(Stored data entries)
###
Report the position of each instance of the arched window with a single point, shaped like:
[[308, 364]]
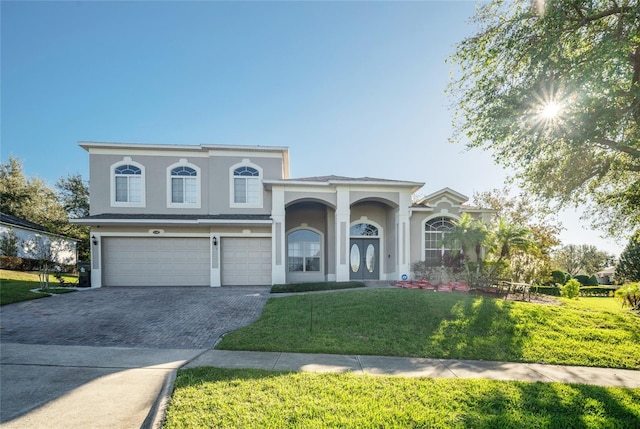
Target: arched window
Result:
[[246, 186], [184, 186], [435, 230], [303, 251], [128, 184], [363, 229]]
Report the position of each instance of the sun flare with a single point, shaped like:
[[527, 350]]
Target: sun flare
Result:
[[551, 110]]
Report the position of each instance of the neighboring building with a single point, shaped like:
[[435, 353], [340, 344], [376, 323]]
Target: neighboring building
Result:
[[35, 241], [605, 277], [230, 215]]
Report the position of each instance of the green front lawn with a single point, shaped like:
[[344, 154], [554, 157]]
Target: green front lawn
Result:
[[400, 322], [211, 397], [16, 286]]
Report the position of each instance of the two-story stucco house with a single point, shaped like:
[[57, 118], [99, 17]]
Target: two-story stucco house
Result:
[[216, 215]]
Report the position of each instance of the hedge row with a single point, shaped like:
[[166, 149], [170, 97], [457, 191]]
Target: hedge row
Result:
[[584, 290], [309, 287], [15, 263]]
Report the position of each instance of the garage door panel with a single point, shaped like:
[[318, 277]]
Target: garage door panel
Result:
[[246, 261], [156, 261]]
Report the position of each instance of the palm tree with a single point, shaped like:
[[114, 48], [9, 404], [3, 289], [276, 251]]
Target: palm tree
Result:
[[507, 238], [468, 233]]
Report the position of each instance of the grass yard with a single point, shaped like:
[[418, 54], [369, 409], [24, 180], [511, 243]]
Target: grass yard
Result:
[[16, 286], [401, 322], [211, 397]]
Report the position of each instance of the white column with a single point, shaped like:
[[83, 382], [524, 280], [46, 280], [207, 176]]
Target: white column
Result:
[[96, 259], [404, 235], [216, 278], [278, 236], [343, 221]]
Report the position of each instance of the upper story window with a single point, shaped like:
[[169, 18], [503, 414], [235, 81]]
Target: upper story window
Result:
[[127, 189], [247, 186], [183, 189], [363, 229]]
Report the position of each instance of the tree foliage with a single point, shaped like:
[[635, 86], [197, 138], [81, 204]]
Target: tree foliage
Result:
[[584, 258], [628, 267], [552, 88], [543, 229], [30, 198]]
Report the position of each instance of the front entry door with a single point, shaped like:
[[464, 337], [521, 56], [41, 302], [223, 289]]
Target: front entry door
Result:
[[364, 258]]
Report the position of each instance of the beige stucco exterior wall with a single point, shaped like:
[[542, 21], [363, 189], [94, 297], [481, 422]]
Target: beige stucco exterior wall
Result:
[[215, 182]]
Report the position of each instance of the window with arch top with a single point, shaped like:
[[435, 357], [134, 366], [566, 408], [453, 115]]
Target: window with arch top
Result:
[[184, 185], [127, 185], [303, 251], [435, 230], [247, 189]]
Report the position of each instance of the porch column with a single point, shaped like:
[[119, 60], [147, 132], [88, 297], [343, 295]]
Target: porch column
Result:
[[343, 220], [404, 235], [278, 236], [215, 276], [96, 259]]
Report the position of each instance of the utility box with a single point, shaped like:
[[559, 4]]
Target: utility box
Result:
[[84, 274]]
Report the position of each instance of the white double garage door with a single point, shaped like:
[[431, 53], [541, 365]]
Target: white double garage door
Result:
[[151, 261]]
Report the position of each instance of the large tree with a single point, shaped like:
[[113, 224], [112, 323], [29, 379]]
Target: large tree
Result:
[[552, 88], [523, 211], [585, 258], [628, 268], [29, 198], [73, 194]]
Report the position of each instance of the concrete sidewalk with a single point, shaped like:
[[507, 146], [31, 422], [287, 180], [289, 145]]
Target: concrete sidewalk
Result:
[[113, 387], [417, 367], [47, 386]]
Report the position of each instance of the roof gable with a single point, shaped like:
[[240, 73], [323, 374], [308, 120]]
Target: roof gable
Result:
[[444, 194]]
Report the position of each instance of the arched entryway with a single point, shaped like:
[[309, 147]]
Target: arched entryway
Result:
[[364, 253]]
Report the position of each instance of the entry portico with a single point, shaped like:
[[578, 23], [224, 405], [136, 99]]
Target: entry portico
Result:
[[335, 228]]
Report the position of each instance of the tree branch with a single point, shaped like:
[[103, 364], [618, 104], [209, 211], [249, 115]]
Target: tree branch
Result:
[[615, 146]]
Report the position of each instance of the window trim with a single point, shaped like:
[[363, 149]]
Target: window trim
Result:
[[198, 177], [321, 253], [112, 172], [232, 203], [450, 217]]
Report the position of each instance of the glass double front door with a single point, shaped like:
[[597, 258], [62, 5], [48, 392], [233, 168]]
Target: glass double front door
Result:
[[364, 258]]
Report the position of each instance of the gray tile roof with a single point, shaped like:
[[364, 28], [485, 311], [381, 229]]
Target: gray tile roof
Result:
[[16, 221], [344, 179], [128, 216]]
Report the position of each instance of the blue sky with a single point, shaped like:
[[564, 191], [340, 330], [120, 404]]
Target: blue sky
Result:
[[352, 88]]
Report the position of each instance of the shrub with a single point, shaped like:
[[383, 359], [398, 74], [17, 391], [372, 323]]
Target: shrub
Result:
[[10, 263], [593, 281], [9, 243], [598, 291], [546, 290], [629, 294], [559, 277], [583, 279], [571, 289], [310, 287], [628, 268]]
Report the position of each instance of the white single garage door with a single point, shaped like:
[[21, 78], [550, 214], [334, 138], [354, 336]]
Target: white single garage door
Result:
[[246, 261], [156, 261]]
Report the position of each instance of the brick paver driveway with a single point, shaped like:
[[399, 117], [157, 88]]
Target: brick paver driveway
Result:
[[158, 317]]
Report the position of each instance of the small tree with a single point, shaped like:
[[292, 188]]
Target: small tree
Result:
[[628, 268], [40, 249], [9, 243], [629, 294], [571, 289]]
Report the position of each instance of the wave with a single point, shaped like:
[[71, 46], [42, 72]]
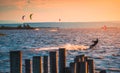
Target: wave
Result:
[[66, 46]]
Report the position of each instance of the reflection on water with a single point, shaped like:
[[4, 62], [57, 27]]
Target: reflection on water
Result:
[[31, 42]]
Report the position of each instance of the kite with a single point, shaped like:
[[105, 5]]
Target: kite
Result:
[[31, 16]]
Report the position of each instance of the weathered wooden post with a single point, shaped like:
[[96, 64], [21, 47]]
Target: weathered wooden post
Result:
[[78, 65], [78, 59], [67, 70], [73, 67], [53, 62], [28, 68], [83, 67], [62, 60], [15, 62], [91, 66], [37, 64], [45, 64], [103, 71]]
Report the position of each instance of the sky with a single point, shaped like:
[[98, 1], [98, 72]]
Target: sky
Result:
[[53, 10]]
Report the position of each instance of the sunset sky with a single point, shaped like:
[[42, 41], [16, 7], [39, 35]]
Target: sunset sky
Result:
[[66, 10]]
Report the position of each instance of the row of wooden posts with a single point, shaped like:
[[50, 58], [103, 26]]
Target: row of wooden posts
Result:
[[81, 64]]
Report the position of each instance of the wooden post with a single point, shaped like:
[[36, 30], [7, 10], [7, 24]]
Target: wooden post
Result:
[[83, 68], [37, 64], [91, 66], [62, 60], [15, 62], [28, 68], [82, 57], [67, 70], [103, 71], [73, 67], [53, 62], [76, 59], [45, 64]]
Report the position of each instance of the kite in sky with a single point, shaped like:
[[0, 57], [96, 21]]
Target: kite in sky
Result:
[[23, 17]]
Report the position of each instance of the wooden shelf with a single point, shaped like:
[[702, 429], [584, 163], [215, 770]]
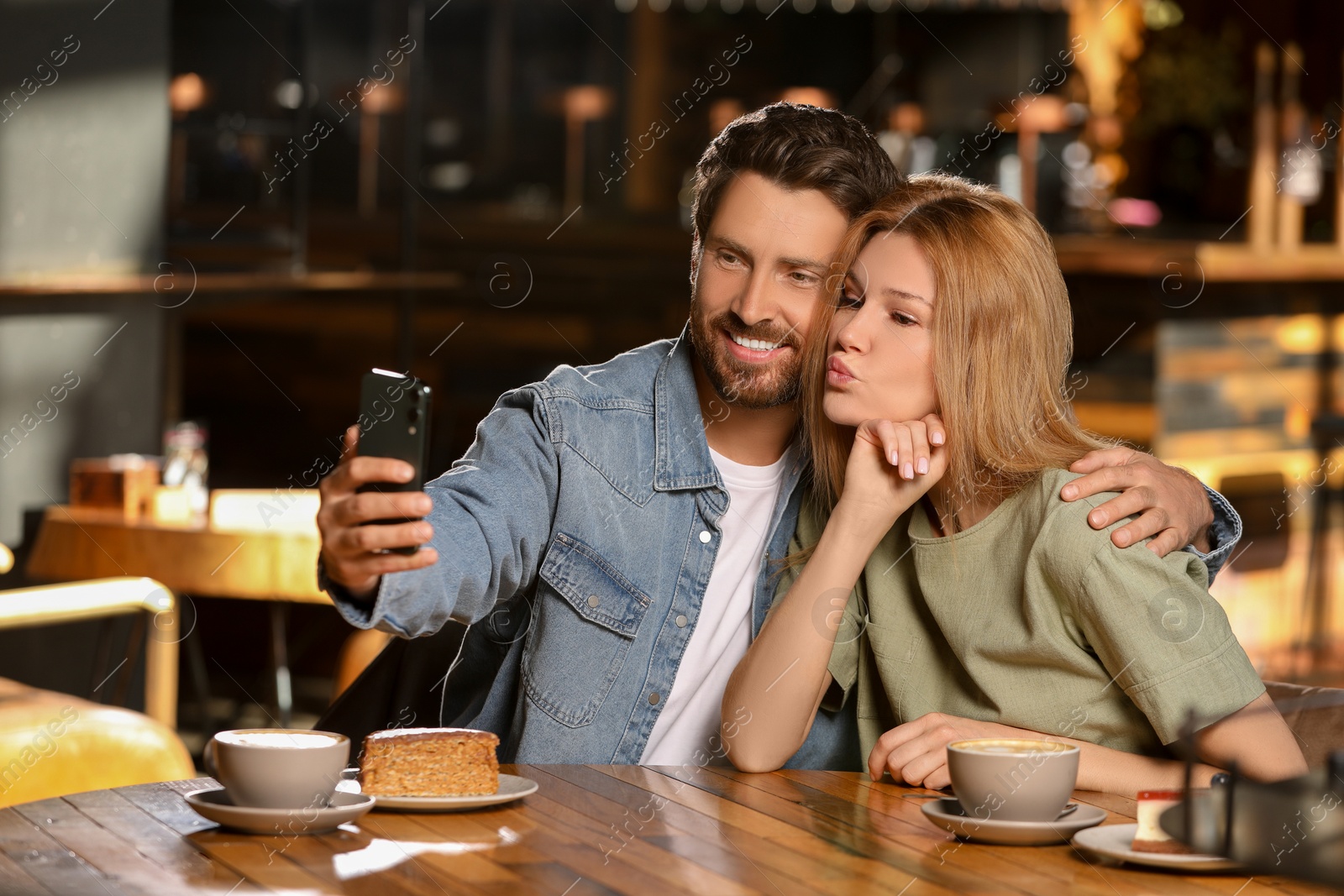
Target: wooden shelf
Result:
[[183, 281], [1218, 262]]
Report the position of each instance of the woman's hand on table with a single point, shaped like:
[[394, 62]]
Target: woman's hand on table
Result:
[[917, 752], [893, 465], [355, 555]]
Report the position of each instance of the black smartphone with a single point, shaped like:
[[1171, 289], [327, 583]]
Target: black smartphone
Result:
[[394, 422]]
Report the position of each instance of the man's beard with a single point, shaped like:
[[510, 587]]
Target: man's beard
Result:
[[749, 385]]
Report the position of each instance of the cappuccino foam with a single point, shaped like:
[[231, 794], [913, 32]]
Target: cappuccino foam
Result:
[[1011, 747], [277, 739]]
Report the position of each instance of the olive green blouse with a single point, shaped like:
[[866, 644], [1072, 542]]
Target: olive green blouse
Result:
[[1035, 620]]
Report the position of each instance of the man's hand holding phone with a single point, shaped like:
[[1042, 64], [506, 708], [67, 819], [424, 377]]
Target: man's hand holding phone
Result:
[[356, 555]]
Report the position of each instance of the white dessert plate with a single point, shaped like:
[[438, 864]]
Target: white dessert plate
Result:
[[949, 815], [1113, 841], [214, 804], [511, 788]]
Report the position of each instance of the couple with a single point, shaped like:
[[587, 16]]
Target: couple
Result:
[[983, 606], [642, 508]]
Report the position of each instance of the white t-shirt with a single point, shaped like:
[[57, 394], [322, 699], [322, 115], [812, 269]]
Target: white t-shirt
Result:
[[690, 718]]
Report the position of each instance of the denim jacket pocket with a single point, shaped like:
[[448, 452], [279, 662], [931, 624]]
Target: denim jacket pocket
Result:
[[586, 618]]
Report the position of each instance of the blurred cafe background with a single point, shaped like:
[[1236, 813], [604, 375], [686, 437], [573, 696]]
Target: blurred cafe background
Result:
[[217, 215]]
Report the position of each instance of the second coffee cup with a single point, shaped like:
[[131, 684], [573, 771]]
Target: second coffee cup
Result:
[[277, 768]]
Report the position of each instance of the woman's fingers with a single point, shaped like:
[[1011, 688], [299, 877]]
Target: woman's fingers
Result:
[[905, 446], [937, 434], [886, 432], [920, 446]]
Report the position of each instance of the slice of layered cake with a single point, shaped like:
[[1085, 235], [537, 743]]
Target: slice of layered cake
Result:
[[430, 762], [1149, 837]]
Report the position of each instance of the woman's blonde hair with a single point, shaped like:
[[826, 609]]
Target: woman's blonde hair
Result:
[[1001, 338]]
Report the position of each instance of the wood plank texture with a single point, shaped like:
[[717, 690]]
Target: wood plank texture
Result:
[[589, 829]]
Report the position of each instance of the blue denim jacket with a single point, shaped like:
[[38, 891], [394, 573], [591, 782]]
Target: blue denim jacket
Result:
[[591, 495]]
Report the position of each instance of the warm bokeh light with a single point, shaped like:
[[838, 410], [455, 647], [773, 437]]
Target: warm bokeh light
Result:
[[187, 93]]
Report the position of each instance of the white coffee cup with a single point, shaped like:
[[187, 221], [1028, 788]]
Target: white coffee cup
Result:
[[1011, 779], [277, 768]]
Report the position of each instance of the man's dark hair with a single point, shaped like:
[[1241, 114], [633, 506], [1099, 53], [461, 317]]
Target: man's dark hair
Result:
[[799, 148]]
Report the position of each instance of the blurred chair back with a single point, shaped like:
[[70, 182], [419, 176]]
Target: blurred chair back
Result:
[[54, 743], [1315, 715]]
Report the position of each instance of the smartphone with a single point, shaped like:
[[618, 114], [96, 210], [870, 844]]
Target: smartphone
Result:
[[394, 422]]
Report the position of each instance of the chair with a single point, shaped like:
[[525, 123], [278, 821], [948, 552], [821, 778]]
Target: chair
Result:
[[1315, 715], [54, 743]]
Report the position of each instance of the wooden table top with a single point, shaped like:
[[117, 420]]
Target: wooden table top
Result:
[[589, 829], [190, 559]]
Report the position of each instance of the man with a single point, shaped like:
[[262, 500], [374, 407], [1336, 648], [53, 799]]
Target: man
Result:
[[638, 506]]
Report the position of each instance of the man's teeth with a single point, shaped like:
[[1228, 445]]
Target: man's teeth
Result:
[[754, 343]]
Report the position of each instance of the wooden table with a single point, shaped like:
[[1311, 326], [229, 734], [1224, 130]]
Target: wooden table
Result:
[[192, 559], [589, 829], [272, 564]]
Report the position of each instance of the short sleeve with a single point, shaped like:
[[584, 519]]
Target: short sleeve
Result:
[[844, 656], [1163, 637]]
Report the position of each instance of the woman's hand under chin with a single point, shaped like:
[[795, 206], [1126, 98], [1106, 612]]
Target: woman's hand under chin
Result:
[[891, 466]]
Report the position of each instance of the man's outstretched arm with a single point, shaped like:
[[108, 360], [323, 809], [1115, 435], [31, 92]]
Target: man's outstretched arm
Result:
[[1173, 506]]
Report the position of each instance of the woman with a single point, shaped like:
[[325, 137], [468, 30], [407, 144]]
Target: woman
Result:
[[990, 609]]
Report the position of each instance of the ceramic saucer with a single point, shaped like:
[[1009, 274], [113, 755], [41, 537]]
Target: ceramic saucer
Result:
[[511, 788], [1113, 841], [214, 804], [948, 815]]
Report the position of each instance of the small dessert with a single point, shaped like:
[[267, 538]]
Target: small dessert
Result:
[[430, 762], [1149, 837]]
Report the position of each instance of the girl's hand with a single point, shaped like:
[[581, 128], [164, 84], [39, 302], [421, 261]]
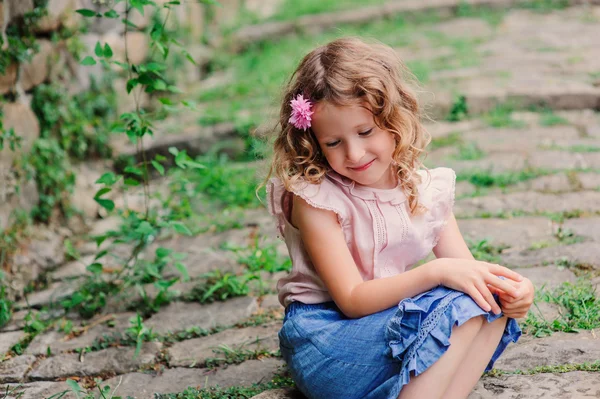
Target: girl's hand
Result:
[[517, 307], [478, 280]]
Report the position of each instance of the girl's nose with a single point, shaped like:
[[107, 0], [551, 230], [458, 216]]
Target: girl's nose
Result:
[[355, 152]]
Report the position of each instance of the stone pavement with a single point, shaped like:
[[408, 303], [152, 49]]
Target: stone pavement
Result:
[[545, 227]]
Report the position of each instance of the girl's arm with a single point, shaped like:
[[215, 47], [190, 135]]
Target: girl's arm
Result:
[[324, 241]]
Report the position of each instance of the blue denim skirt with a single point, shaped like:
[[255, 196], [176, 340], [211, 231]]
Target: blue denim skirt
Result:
[[331, 356]]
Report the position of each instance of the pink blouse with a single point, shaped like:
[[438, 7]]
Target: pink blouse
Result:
[[382, 236]]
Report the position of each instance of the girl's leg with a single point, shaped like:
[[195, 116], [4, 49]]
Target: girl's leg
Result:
[[476, 359], [434, 381]]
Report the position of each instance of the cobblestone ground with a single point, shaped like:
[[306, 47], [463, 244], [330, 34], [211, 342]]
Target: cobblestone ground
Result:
[[542, 221]]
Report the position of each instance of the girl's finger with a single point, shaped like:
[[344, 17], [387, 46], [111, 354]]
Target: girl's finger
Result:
[[487, 295], [494, 281], [505, 272], [479, 299], [495, 290]]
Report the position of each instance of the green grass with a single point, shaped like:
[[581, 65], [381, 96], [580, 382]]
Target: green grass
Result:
[[501, 117], [261, 71], [278, 382], [481, 178], [549, 118], [291, 9], [484, 251], [469, 152], [449, 140], [580, 304]]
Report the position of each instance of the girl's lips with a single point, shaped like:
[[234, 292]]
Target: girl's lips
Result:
[[363, 167]]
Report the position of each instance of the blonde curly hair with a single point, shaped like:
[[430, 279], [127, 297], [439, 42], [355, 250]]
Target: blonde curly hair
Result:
[[350, 71]]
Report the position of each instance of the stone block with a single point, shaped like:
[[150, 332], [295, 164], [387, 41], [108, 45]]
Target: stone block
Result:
[[112, 360], [8, 79], [13, 370], [144, 386], [196, 352], [181, 316], [36, 71], [7, 340]]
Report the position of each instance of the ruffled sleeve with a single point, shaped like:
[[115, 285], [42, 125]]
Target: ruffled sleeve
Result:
[[323, 196], [436, 193]]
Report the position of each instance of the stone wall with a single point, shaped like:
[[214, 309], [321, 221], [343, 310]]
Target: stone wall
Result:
[[55, 62]]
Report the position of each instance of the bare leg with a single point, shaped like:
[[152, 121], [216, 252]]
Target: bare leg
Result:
[[476, 359], [434, 381]]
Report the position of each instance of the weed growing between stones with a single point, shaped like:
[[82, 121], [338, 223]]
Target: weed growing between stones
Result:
[[451, 139], [220, 286], [564, 368], [581, 309], [225, 355], [484, 251], [549, 118], [501, 117], [459, 110], [5, 303], [280, 381], [469, 152], [481, 178]]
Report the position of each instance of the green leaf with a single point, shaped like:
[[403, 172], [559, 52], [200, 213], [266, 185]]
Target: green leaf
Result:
[[131, 182], [180, 228], [121, 64], [98, 50], [111, 14], [87, 61], [160, 85], [155, 67], [183, 270], [174, 89], [129, 23], [158, 167], [131, 83], [74, 385], [107, 51], [95, 268], [87, 13], [133, 170], [145, 228], [161, 252], [189, 57], [108, 179], [109, 205], [102, 191]]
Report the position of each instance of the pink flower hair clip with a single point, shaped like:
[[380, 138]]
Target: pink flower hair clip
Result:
[[301, 112]]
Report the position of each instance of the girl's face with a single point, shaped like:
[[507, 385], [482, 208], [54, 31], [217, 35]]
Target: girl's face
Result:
[[353, 144]]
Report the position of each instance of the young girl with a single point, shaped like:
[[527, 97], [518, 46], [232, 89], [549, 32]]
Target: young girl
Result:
[[357, 211]]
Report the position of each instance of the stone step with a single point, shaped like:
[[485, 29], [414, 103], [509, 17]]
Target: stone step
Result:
[[555, 350], [319, 22], [112, 360], [528, 202], [57, 342], [572, 385], [13, 370], [37, 390], [195, 352], [180, 316], [143, 386], [580, 254]]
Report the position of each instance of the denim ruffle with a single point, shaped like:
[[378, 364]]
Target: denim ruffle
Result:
[[418, 334]]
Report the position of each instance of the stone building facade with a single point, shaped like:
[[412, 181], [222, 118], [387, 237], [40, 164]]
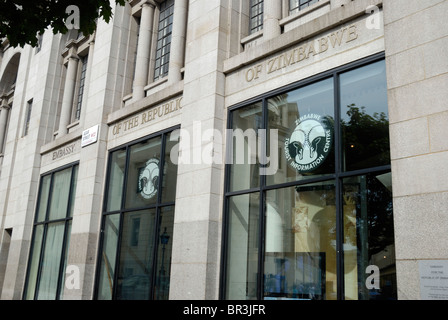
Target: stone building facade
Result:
[[228, 149]]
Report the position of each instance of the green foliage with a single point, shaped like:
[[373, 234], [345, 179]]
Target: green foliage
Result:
[[22, 20]]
###
• Required action
Every line above in which the word "gray" is present must be copied into the answer.

• Result for this task
Report the position of each instance of the gray tile roof with a single point, shaped like:
Target: gray tile roof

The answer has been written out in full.